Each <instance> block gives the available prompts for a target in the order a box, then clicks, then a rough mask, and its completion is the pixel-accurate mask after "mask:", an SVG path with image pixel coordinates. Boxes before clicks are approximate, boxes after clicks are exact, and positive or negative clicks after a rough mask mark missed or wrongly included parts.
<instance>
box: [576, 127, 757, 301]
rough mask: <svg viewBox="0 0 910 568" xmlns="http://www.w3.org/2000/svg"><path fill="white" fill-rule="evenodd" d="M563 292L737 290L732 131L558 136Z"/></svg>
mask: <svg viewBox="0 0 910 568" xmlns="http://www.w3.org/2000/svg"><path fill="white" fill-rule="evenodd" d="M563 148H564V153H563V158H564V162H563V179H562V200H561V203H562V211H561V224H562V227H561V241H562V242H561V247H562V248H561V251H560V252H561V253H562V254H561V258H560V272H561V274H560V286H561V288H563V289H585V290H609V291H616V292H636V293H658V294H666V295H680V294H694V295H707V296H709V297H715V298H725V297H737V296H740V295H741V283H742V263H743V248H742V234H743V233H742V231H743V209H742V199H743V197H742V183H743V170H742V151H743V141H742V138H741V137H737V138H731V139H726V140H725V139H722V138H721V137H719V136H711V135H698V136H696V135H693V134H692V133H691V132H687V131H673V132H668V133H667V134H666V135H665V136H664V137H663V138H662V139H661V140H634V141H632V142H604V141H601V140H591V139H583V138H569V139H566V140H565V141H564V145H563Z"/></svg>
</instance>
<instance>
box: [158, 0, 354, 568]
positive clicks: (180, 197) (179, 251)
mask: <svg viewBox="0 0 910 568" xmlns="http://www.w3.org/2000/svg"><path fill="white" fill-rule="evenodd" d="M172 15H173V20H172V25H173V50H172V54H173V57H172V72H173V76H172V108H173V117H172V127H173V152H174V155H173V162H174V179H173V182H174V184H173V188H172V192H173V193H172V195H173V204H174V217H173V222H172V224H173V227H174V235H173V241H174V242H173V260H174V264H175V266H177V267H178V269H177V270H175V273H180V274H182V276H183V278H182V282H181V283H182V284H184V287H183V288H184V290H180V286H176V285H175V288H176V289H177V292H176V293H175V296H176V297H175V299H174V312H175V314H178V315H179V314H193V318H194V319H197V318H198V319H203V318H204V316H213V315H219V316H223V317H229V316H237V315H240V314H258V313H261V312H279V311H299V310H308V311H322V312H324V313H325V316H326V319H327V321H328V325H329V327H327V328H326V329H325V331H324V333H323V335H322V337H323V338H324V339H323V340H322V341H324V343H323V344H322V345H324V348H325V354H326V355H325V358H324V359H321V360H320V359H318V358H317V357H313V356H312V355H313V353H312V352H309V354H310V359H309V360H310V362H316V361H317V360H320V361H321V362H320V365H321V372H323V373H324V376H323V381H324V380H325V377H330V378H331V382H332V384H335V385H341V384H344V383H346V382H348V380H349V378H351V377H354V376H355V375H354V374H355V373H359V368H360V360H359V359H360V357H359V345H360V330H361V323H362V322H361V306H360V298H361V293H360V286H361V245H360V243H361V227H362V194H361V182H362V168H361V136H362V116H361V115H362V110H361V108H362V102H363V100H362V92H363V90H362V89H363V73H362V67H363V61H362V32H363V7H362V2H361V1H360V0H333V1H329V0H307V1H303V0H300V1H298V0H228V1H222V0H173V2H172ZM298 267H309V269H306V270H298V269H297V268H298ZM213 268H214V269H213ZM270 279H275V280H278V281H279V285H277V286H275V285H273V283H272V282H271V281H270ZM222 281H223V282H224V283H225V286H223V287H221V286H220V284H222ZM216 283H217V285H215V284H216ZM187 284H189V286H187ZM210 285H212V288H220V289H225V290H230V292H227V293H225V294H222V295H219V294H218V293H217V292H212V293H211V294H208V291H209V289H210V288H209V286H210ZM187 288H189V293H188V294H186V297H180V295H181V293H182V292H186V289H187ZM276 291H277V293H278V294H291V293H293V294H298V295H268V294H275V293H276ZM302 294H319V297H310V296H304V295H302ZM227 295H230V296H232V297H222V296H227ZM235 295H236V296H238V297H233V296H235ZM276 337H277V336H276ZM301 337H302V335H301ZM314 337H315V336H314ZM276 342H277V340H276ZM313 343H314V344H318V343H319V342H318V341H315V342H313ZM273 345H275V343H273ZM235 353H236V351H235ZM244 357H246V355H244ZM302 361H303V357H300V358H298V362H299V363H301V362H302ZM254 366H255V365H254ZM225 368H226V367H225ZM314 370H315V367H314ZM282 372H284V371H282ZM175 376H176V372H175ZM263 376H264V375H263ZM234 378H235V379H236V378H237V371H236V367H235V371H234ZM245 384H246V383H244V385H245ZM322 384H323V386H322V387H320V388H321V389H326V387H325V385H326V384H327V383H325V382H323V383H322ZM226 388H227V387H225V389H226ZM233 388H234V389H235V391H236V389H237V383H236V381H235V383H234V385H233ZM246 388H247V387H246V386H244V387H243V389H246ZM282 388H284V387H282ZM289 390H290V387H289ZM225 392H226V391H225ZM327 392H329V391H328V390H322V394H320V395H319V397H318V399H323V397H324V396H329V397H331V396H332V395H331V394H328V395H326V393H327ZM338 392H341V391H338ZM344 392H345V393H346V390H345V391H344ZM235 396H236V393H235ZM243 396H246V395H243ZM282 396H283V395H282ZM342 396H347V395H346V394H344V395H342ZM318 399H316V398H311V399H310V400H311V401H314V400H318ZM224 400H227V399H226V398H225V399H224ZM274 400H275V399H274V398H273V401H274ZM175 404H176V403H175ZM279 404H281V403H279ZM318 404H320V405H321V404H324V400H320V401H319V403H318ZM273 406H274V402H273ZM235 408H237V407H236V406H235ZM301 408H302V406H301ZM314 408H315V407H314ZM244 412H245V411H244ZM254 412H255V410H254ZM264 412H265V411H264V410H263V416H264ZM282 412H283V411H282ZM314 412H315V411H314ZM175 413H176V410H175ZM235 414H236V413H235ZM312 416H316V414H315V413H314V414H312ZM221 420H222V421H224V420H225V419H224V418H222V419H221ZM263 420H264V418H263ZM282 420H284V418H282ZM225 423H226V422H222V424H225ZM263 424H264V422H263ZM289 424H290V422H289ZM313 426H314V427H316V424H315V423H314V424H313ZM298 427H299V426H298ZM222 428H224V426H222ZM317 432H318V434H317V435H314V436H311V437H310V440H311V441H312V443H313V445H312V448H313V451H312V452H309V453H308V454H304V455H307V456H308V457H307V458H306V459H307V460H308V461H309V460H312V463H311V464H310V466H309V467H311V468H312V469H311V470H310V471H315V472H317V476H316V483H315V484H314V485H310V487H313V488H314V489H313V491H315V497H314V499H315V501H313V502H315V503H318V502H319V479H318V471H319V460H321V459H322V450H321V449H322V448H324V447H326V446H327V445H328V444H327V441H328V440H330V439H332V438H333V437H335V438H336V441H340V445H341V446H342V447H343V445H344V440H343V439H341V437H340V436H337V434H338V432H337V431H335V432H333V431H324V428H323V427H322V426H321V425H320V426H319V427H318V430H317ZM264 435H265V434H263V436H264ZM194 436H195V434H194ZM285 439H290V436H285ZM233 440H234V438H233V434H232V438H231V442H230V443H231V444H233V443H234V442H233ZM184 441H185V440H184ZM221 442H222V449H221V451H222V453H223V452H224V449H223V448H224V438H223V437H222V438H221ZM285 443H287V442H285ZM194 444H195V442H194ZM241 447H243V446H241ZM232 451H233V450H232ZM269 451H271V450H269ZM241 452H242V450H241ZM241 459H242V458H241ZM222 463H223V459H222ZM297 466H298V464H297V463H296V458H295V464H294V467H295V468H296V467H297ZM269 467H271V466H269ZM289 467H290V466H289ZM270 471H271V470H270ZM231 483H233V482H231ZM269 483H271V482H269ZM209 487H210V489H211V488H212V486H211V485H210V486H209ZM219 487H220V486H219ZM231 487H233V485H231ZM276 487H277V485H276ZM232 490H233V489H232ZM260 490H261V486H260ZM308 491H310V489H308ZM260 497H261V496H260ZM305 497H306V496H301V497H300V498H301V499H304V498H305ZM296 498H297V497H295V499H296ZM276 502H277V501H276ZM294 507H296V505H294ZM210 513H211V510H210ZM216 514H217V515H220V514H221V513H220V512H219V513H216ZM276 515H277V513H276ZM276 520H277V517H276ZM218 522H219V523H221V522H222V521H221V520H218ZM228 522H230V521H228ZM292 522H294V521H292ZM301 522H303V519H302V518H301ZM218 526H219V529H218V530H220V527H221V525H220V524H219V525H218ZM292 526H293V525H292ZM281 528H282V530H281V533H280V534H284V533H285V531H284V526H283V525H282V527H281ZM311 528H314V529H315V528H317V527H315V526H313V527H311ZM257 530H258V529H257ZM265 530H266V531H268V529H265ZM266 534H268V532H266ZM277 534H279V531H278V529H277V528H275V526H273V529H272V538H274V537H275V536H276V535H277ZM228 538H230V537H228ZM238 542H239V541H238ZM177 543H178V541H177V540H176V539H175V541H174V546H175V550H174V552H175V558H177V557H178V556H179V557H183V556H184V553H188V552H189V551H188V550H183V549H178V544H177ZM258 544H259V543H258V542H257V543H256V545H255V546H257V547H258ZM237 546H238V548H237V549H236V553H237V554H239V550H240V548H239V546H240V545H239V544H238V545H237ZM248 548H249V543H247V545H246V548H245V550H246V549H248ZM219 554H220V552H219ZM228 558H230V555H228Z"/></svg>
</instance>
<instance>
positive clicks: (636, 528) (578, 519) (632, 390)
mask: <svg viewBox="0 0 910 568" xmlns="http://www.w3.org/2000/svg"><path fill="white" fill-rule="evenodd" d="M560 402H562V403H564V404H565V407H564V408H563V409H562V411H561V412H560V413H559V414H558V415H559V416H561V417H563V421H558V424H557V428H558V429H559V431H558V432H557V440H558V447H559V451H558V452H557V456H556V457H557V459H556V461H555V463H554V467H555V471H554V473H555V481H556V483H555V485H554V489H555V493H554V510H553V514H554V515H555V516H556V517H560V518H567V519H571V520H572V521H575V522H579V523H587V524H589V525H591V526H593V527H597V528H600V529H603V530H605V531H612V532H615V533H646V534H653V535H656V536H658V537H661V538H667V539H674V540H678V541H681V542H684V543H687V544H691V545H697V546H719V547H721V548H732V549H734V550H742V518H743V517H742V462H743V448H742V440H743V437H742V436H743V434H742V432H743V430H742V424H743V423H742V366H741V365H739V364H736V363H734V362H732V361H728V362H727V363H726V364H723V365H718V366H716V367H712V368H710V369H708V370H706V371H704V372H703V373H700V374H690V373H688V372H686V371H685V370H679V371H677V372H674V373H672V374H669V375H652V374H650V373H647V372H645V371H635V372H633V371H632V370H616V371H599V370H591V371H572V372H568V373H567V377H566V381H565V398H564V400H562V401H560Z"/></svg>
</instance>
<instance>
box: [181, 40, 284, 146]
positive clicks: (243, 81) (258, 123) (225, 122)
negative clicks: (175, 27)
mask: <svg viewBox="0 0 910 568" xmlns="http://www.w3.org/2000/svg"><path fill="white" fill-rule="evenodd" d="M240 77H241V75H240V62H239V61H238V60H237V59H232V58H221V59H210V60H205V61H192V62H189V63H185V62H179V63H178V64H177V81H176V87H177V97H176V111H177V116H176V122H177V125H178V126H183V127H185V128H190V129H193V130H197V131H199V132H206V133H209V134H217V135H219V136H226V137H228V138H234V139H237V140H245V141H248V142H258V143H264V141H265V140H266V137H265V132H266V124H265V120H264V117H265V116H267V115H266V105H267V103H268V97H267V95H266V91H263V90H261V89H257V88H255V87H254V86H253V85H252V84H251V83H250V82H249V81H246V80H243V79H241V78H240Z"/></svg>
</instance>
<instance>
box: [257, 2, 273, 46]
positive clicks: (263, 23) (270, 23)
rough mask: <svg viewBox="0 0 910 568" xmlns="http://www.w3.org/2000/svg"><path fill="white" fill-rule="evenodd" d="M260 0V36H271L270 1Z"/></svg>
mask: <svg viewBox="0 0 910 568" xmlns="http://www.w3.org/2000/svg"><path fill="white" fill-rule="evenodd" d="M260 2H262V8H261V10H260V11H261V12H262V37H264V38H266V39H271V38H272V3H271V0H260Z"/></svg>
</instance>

= Your objective =
For the string "rough", count the lines of the entries above that include it; answer with the number only.

= Response to the task =
3